[GlobalOpt] Perform store->dominated load forwarding for stored once globals

The initial land incorrectly optimized forwarding non-Constants in non-nosync/norecurse functions. Bail on non-Constants since norecurse should cause global -> alloca promotion anyway.

The initial land also incorrectly assumed that StoredOnceStore was the only store to the global, but it actually means that only one value other than the global initializer is stored. Add a check that there's only one store.

Compile time tracker:
https://llvm-compile-time-tracker.com/compare.php?from=c80b88ee29f34078d2149de94e27600093e6c7c0&to=ef2c2b7772424b6861a75e794f3c31b45167304a&stat=instructions

Reviewed By: nikic, asbirlea, jdoerfert

Differential Revision: https://reviews.llvm.org/D128128
This commit is contained in:
Arthur Eubanks 2022-06-18 14:14:04 -07:00
parent d3cbcc4e89
commit e422c0d3b2
7 changed files with 63 additions and 13 deletions

View File

@ -35,6 +35,9 @@ struct GlobalStatus {
/// can be deleted.
bool IsLoaded = false;
/// Number of stores to the global.
unsigned NumStores = 0;
/// Keep track of what stores to the global look like.
enum StoredType {
/// There is no store to this global. It can thus be marked constant.

**TASK DIRECTIONS:** Continue the GlobalOpt store-forwarding commit page from its last line shown.

**RAW DATA:**
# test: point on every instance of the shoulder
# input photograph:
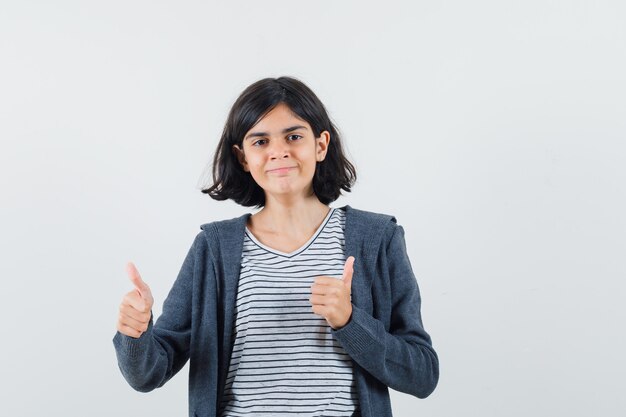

**ANSWER TO THE EXERCISE:**
View File

@ -1444,6 +1444,42 @@ static void makeAllConstantUsesInstructions(Constant *C) {
}
}
// For a global variable with one store, if the store dominates any loads,
// those loads will always load the stored value (as opposed to the
// initializer), even in the presence of recursion.
static bool forwardStoredOnceStore(
GlobalVariable *GV, const StoreInst *StoredOnceStore,
function_ref<DominatorTree &(Function &)> LookupDomTree) {
const Value *StoredOnceValue = StoredOnceStore->getValueOperand();
// We can do this optimization for non-constants in nosync + norecurse
// functions, but globals used in exactly one norecurse functions are already
// promoted to an alloca.
if (!isa<Constant>(StoredOnceValue))
return false;
const Function *F = StoredOnceStore->getFunction();
SmallVector<LoadInst *> Loads;
for (User *U : GV->users()) {
if (auto *LI = dyn_cast<LoadInst>(U)) {
if (LI->getFunction() == F &&
LI->getType() == StoredOnceValue->getType() && LI->isSimple())
Loads.push_back(LI);
}
}
// Only compute DT if we have any loads to examine.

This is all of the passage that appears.